### Task prompt
Wherever a line in the data below holds "feather", copy that line.

### Supplied material
====
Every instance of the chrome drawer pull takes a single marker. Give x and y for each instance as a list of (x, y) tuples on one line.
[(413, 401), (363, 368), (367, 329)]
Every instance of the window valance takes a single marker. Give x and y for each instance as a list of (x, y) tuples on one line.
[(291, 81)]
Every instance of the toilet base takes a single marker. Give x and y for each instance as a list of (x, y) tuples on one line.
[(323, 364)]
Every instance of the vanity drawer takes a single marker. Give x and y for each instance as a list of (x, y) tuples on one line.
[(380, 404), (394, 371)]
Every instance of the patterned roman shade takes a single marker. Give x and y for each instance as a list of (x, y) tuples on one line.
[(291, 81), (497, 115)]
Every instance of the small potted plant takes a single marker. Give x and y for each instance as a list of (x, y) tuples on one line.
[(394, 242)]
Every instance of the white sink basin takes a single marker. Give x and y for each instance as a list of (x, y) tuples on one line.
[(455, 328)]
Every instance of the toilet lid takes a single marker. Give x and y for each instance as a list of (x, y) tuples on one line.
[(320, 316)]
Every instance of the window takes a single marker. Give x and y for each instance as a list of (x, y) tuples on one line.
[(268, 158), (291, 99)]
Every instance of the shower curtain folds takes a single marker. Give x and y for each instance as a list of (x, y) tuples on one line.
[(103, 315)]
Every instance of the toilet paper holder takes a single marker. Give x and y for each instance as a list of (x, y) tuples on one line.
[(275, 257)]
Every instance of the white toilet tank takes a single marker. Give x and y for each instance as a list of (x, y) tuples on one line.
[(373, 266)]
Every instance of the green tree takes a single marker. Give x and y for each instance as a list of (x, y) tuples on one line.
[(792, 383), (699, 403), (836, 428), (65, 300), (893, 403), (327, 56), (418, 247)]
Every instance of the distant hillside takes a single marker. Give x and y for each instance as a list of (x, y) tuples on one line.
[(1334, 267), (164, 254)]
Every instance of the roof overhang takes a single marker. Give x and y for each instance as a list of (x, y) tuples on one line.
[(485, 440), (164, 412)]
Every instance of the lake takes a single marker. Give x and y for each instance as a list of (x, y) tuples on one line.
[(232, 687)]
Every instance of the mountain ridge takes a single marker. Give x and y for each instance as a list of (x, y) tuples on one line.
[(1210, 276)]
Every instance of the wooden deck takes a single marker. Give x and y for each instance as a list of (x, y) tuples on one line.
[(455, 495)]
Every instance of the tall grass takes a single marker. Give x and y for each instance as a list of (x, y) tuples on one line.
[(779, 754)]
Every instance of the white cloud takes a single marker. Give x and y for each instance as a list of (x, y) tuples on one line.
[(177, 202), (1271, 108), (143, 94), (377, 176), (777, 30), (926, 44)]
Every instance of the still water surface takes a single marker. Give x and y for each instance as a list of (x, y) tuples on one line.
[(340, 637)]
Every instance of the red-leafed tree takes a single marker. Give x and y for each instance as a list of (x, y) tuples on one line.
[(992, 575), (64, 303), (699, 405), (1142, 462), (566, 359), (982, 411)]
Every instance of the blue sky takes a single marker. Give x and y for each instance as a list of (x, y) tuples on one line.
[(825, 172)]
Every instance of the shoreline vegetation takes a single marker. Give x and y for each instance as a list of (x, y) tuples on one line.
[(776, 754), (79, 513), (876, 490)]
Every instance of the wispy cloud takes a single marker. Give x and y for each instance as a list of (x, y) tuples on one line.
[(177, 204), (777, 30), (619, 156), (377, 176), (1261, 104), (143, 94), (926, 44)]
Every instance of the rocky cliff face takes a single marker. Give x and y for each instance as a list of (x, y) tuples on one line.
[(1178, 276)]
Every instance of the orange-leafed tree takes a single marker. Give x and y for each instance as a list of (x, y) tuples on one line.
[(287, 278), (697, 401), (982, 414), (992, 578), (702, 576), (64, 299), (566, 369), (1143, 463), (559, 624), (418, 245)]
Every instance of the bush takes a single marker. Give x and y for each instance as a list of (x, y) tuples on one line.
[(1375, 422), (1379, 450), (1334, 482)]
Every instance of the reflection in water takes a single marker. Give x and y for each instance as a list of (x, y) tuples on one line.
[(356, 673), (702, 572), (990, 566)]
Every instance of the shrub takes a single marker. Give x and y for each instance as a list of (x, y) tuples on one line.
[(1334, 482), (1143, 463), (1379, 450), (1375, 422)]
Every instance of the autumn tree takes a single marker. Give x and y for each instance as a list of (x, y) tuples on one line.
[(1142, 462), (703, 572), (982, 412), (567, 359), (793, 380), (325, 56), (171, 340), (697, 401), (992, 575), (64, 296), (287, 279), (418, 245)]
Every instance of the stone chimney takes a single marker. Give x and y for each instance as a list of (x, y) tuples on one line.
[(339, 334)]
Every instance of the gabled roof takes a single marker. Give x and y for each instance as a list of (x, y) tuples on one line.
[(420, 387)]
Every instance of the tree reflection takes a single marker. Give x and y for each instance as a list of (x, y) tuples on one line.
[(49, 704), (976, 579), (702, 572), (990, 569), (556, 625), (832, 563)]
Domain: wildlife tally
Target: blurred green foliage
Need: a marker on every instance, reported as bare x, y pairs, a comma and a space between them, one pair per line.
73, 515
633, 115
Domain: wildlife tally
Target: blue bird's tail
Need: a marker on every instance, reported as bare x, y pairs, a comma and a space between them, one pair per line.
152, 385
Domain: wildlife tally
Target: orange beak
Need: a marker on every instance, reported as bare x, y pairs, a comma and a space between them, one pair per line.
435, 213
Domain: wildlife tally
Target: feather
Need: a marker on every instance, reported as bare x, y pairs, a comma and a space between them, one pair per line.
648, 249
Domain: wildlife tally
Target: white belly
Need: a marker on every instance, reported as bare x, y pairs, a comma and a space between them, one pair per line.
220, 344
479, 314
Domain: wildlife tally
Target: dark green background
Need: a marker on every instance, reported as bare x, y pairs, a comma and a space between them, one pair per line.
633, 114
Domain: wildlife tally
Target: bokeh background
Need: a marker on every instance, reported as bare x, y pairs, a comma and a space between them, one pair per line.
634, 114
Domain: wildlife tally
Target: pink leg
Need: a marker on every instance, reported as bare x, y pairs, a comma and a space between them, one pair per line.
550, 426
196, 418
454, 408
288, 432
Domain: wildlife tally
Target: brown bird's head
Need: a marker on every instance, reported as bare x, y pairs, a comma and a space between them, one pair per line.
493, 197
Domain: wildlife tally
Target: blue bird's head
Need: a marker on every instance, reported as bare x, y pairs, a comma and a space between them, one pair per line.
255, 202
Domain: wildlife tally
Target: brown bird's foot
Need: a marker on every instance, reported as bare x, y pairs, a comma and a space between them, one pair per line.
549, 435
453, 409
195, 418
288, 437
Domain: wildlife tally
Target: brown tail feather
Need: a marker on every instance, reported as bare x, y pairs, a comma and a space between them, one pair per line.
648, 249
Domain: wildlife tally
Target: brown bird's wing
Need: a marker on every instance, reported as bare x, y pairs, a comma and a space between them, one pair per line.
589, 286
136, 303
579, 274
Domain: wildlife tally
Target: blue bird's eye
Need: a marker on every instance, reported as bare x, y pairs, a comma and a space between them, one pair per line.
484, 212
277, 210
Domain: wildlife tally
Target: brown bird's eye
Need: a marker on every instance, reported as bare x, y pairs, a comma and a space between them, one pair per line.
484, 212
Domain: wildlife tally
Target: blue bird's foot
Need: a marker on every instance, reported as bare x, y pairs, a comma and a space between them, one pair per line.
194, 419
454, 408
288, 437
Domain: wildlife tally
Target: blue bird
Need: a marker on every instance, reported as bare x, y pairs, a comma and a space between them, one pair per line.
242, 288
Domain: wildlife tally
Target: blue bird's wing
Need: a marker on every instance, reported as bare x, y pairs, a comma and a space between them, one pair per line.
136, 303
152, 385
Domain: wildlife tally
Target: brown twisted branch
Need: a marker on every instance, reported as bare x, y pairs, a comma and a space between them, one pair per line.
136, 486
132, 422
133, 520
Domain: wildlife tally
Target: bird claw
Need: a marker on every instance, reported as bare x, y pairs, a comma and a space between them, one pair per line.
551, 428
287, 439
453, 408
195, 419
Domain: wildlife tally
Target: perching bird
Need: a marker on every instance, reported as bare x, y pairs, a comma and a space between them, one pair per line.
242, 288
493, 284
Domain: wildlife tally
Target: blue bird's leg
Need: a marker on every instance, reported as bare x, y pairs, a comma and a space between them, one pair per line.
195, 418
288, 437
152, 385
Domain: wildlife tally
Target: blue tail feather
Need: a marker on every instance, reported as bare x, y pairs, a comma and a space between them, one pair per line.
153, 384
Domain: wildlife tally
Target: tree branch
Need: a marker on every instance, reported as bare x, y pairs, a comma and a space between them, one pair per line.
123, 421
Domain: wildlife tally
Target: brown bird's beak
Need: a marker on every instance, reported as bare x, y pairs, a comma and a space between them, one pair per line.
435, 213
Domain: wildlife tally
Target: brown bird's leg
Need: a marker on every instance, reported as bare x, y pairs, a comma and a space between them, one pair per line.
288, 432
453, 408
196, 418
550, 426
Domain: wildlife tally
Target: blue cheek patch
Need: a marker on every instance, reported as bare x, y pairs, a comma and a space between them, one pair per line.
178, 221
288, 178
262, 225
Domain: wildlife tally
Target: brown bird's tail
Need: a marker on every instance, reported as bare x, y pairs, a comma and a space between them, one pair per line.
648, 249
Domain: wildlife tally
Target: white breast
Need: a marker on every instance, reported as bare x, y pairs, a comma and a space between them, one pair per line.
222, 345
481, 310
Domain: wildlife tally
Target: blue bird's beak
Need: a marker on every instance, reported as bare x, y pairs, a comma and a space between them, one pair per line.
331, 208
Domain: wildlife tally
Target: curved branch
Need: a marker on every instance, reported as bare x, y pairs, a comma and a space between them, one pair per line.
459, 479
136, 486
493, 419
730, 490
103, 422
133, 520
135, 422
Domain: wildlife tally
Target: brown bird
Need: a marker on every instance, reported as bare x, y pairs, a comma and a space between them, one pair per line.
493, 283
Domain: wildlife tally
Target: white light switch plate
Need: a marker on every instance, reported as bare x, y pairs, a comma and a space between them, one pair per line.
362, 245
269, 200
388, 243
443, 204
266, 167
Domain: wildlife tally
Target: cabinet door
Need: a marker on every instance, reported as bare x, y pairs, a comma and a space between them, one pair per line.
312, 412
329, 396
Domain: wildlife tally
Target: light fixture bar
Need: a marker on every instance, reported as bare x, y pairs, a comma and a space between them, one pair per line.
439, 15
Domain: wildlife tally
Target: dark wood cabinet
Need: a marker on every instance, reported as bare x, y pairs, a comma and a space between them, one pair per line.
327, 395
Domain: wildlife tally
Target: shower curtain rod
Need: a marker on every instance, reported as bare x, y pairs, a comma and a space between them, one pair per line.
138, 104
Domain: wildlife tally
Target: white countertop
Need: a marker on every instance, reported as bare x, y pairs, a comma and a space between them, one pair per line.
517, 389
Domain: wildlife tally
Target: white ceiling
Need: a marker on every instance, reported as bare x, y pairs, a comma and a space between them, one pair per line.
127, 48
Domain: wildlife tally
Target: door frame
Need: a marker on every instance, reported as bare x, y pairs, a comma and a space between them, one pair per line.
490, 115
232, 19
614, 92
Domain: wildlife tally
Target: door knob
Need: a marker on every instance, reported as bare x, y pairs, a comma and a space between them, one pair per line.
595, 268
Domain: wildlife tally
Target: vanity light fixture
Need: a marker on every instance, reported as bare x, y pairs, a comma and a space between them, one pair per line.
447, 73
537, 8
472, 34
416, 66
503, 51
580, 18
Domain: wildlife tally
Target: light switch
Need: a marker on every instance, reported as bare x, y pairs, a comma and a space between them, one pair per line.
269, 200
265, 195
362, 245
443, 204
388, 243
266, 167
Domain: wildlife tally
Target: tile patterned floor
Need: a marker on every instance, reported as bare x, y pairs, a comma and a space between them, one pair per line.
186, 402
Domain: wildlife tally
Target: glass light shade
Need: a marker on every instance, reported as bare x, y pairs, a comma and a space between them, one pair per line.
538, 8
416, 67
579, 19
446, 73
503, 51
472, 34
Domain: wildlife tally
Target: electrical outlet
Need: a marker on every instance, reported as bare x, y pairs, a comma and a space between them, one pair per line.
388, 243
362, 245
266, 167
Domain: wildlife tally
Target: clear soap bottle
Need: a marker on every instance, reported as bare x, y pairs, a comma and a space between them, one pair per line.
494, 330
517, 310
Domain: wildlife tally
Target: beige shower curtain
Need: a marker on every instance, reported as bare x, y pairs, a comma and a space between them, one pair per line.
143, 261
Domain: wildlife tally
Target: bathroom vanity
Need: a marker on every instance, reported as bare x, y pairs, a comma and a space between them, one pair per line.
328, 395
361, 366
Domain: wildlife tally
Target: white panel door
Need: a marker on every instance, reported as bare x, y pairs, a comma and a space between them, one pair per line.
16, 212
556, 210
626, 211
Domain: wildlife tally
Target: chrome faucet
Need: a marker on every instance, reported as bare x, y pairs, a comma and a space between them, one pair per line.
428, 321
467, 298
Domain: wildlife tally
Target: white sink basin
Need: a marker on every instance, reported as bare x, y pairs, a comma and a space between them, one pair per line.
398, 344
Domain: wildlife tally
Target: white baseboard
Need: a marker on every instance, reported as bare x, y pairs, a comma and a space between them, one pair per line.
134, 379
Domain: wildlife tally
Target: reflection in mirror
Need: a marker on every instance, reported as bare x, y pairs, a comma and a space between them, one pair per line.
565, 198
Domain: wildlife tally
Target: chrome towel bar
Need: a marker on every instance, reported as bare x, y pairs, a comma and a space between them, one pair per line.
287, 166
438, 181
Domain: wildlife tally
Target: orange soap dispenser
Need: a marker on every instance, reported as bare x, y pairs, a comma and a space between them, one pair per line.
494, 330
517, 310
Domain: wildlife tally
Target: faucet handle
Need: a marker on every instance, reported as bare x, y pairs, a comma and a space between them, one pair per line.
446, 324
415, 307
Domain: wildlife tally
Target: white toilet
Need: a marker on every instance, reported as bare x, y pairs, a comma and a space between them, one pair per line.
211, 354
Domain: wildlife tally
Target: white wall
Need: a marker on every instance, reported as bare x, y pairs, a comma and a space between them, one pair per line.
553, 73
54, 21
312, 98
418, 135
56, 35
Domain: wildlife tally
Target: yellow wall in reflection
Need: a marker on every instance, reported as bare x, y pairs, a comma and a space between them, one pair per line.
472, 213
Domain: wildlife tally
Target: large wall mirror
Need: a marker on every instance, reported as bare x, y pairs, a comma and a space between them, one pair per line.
====
### Exercise answer
Target: feather
Target: brown tail feather
Target: blue tail feather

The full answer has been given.